<<<<

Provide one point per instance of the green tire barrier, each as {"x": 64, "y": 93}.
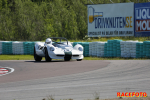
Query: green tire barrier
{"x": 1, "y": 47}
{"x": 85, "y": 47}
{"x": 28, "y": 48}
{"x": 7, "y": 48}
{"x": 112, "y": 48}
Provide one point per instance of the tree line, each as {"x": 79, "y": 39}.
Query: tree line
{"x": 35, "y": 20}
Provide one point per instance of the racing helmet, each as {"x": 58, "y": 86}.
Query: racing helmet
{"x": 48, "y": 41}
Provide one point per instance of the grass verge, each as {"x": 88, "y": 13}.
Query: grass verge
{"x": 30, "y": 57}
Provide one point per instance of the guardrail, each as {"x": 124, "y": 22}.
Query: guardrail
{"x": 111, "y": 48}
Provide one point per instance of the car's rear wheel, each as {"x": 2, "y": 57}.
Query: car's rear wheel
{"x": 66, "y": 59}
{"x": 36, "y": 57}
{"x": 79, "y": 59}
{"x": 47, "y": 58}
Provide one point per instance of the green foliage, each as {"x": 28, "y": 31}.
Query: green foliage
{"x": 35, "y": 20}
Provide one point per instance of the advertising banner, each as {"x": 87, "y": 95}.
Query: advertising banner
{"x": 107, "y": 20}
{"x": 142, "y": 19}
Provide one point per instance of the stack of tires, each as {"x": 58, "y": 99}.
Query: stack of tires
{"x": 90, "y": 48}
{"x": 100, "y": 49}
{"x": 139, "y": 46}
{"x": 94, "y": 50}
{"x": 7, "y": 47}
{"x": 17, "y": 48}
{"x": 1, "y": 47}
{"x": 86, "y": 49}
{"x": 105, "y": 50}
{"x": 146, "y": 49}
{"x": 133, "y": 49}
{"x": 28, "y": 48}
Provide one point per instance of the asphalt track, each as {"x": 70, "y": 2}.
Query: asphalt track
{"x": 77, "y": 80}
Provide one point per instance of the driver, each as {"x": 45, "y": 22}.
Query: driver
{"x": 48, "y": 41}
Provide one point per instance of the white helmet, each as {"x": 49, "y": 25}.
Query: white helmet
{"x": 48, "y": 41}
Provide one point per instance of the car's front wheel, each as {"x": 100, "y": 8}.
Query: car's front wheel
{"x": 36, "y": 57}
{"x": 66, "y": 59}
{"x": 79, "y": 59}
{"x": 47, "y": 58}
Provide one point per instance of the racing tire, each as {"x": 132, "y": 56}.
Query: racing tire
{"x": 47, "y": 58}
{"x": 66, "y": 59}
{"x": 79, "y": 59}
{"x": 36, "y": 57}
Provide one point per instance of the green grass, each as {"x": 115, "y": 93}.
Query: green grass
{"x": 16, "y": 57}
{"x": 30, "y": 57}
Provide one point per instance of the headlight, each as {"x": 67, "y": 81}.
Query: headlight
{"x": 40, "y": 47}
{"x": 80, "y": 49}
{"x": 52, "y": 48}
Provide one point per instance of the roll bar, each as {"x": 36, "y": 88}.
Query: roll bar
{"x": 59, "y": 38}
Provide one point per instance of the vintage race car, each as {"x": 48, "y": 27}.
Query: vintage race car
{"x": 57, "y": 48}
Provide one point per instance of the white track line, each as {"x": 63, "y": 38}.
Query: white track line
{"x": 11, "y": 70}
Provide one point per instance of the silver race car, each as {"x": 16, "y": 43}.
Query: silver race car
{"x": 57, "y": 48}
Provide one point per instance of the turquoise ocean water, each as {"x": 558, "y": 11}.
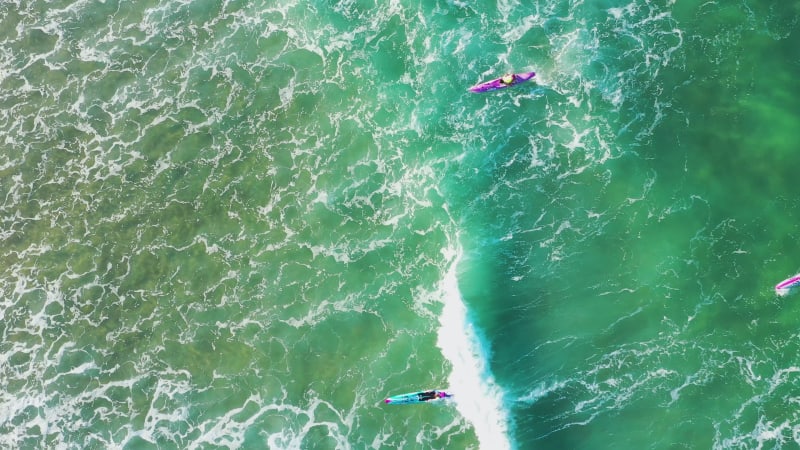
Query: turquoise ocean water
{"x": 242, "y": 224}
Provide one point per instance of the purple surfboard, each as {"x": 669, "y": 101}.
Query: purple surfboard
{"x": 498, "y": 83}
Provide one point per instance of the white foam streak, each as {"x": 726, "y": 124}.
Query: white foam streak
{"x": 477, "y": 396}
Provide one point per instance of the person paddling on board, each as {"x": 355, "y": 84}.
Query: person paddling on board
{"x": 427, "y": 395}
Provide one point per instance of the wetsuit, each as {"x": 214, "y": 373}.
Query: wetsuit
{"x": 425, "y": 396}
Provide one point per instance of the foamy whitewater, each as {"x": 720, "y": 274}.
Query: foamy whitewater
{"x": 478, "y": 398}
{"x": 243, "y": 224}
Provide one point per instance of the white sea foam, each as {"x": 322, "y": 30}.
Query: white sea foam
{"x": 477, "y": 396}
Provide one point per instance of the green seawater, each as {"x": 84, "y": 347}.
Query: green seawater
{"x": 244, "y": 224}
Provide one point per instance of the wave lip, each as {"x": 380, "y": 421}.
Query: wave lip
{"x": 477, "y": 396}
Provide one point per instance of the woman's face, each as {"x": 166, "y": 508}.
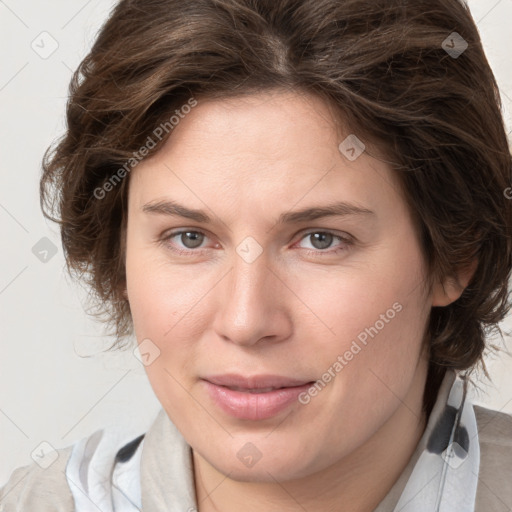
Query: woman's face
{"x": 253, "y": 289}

>>>>

## WORK TO COMPLETE
Please output the entire listing above verbatim and omit its images.

## YOUR SOLUTION
Provide one point per instance of the green tire barrier, each as {"x": 64, "y": 93}.
Query: green tire barrier
{"x": 1, "y": 47}
{"x": 85, "y": 47}
{"x": 28, "y": 48}
{"x": 7, "y": 48}
{"x": 112, "y": 48}
Provide one point per instance of the tree line, each as {"x": 79, "y": 39}.
Query: tree line
{"x": 35, "y": 20}
Provide one point per instance of the racing helmet, each as {"x": 58, "y": 86}.
Query: racing helmet
{"x": 48, "y": 41}
Provide one point per instance of the grass verge, each as {"x": 88, "y": 13}.
Query: grass verge
{"x": 30, "y": 57}
Provide one point per instance of the guardrail, each as {"x": 124, "y": 22}.
Query: guardrail
{"x": 111, "y": 48}
Provide one point per instance of the car's rear wheel, each as {"x": 2, "y": 57}.
Query: car's rear wheel
{"x": 66, "y": 59}
{"x": 36, "y": 57}
{"x": 79, "y": 59}
{"x": 47, "y": 58}
Provide one point per instance of the green foliage, each as {"x": 28, "y": 31}.
Query: green foliage
{"x": 35, "y": 20}
Provide one point per instance of the advertising banner, each as {"x": 87, "y": 95}.
Query: advertising banner
{"x": 107, "y": 20}
{"x": 142, "y": 19}
Provide one point per instance of the stack of tires, each as {"x": 58, "y": 99}.
Query: stack of tires
{"x": 90, "y": 48}
{"x": 100, "y": 49}
{"x": 139, "y": 46}
{"x": 94, "y": 50}
{"x": 7, "y": 47}
{"x": 17, "y": 48}
{"x": 1, "y": 47}
{"x": 86, "y": 49}
{"x": 105, "y": 50}
{"x": 146, "y": 49}
{"x": 133, "y": 49}
{"x": 28, "y": 48}
Provide one point per instance of the asphalt track, each as {"x": 70, "y": 2}.
Query: asphalt track
{"x": 77, "y": 80}
Provide one point per instance of the driver, each as {"x": 45, "y": 22}.
Query: driver
{"x": 48, "y": 41}
Provide one point per instance of the white helmet, each as {"x": 49, "y": 25}.
Query: white helmet
{"x": 48, "y": 41}
Provide one point per instance of the car's front wheel, each as {"x": 100, "y": 8}.
Query: car's front wheel
{"x": 36, "y": 57}
{"x": 66, "y": 59}
{"x": 79, "y": 59}
{"x": 47, "y": 58}
Provide one point per instance of the racing tire, each as {"x": 132, "y": 56}.
Query: racing tire
{"x": 47, "y": 58}
{"x": 66, "y": 59}
{"x": 79, "y": 59}
{"x": 36, "y": 57}
Provide one point per instance of the green grass, each as {"x": 115, "y": 93}.
Query: green grass
{"x": 16, "y": 57}
{"x": 30, "y": 57}
Provide one point per instance of the headlight, each as {"x": 67, "y": 81}.
Query: headlight
{"x": 40, "y": 47}
{"x": 80, "y": 49}
{"x": 52, "y": 48}
Provide one point per instance of the roll bar, each as {"x": 36, "y": 88}.
Query: roll bar
{"x": 59, "y": 38}
Provide one point per instance of the vintage race car, each as {"x": 48, "y": 27}.
Query: vintage race car
{"x": 57, "y": 48}
Provide one point per instance of the white track line, each as {"x": 63, "y": 38}.
Query: white track line
{"x": 11, "y": 70}
Provide one point per instance of the silver race car, each as {"x": 16, "y": 43}.
Query: silver race car
{"x": 57, "y": 48}
Provide one point per instance of the turquoise ocean water, each as {"x": 558, "y": 11}.
Query: turquoise ocean water
{"x": 242, "y": 224}
Provide one point per instance of the purple surfboard, each as {"x": 669, "y": 101}.
Query: purple surfboard
{"x": 498, "y": 83}
Provide one point per instance of the white foam streak, each as {"x": 726, "y": 124}.
Query: white foam streak
{"x": 477, "y": 396}
Provide one point per instance of the person paddling on board, each as {"x": 355, "y": 84}.
Query: person paddling on board
{"x": 427, "y": 395}
Provide one point per instance of the wetsuit, each as {"x": 214, "y": 373}.
Query: wetsuit
{"x": 425, "y": 396}
Provide one point per instance of the foamy whitewater, each as {"x": 720, "y": 274}.
Query: foamy whitewater
{"x": 478, "y": 398}
{"x": 243, "y": 224}
Provide one point per instance of the white sea foam, each as {"x": 322, "y": 30}.
Query: white sea foam
{"x": 477, "y": 396}
Provide one point per instance of the green seawater, each as {"x": 84, "y": 347}.
Query: green seawater
{"x": 244, "y": 224}
Provide one point per instance of the wave lip, each as {"x": 380, "y": 421}.
Query: wave lip
{"x": 477, "y": 396}
Provide one point per instance of the woman's face, each as {"x": 166, "y": 508}.
Query: woman's face
{"x": 253, "y": 289}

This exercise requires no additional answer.